Aangeleverde tekst
* * *

Jean-Marie Dedecker werd aan de deur gezet, de interne discussie over het cordon sanitaire is voorlopig beslecht en de VLD schuift opnieuw op naar het centrum. Het lijkt er sterk op dat Karel De Gucht dit jaar op vele fronten zijn gelijk heeft gehaald, zelfs zonder zich rechtstreeks met de gang van zaken te bemoeien. Bovendien schopte de minister van Buitenlandse Zaken het – eindelijk – tot burgemeester van Berlare. Daarmee is de politieke revanche van Karel De Gucht compleet. Een portret.
In Karel De Gucht (VLD) huist een voortreffelijke diplomaat. Dat lijkt onverenigbaar met zijn imago van onverbeterlijke dwarsligger, maar toch is het zo. Als minister van Buitenlandse Zaken bracht hij rust op een departement dat daar na de turbulente doortocht van zijn voorganger Louis Michel (MR) erg aan toe was. De eigenwijze Michel ging vaak zuiver op zijn gevoel af, zonder veel rekening te houden met wat diplomaten wenselijk of haalbaar achtten. De Gucht heeft de diplomatieke functie in eer hersteld, zeggen insiders. Sommigen vinden zelfs dat hij zich te zeer naar de inzichten van zijn diplomaten plooit, en voelen van tijd tot tijd heimwee naar de bevlogenheid waarmee Louis Michel zich op de internationale scène begaf.
Maar Michel was toch op de eerste plaats de man van de ronkende verklaringen, die, behalve in Centraal-Afrika, weinig voor elkaar heeft gekregen. Karel De Gucht, zo wordt algemeen erkend, bezit aanzienlijk meer dossierkennis dan zijn voorganger. Hij had altijd al een brede internationale belangstelling – hij kan er dagen over praten, getuigt zijn omgeving – en kent zijn zaakjes. Zeker over het reilen en zeilen van de Europese instellingen kun je het hoofd van de Belgische diplomatie nauwelijks iets bijleren. De Gucht zat veertien jaar in het Europees Parlement en leerde daar ook het politieke vak.

* * *

Geëxtraheerde gegevens
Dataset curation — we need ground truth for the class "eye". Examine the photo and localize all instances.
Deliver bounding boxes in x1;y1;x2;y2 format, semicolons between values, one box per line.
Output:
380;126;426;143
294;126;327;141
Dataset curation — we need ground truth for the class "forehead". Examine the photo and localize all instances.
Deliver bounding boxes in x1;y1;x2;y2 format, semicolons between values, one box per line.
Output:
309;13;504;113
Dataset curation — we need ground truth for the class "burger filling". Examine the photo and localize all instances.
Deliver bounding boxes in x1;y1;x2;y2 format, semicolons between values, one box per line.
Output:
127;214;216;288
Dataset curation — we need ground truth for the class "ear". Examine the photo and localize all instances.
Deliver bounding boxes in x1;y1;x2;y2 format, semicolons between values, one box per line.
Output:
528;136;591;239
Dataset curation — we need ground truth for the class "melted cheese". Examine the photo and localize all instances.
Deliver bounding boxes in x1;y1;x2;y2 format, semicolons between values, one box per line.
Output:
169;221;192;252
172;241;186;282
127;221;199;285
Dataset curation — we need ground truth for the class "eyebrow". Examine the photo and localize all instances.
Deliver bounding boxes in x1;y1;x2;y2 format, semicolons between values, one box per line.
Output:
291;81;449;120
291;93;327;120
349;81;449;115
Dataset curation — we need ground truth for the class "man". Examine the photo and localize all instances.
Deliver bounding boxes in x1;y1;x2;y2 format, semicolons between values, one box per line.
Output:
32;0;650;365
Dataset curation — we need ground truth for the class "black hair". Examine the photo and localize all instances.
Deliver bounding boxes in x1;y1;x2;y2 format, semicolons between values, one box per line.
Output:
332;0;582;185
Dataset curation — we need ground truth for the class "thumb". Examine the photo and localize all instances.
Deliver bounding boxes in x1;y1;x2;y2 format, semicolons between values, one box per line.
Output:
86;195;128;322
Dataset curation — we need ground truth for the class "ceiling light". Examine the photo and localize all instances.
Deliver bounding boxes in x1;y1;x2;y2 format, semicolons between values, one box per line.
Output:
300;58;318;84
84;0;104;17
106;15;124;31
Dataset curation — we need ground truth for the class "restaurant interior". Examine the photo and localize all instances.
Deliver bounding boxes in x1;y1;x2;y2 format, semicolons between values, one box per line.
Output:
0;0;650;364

* * *

Voltooi het volgende
A: Hoeveel jaar zat De Gucht volgens de tekst over Karel De Gucht in het Europees Parlement?
B: Stemmen de volgende beweringen overeen met de tekst over Karel De Gucht? Antwoord per bewering met ja of nee en citeer de doorslaggevende woorden uit de tekst. (i) De Gucht werd burgemeester van Berlare. (ii) Louis Michel had meer dossierkennis dan De Gucht. (iii) Michel kreeg in Centraal-Afrika wel iets voor elkaar.

Oplossingen op volgorde
A: Veertien jaar.

B:
(i) Ja: "schopte de minister van Buitenlandse Zaken het – eindelijk – tot burgemeester van Berlare"
(ii) Nee: "Karel De Gucht, zo wordt algemeen erkend, bezit aanzienlijk meer dossierkennis dan zijn voorganger"
(iii) Ja: "behalve in Centraal-Afrika, weinig voor elkaar heeft gekregen"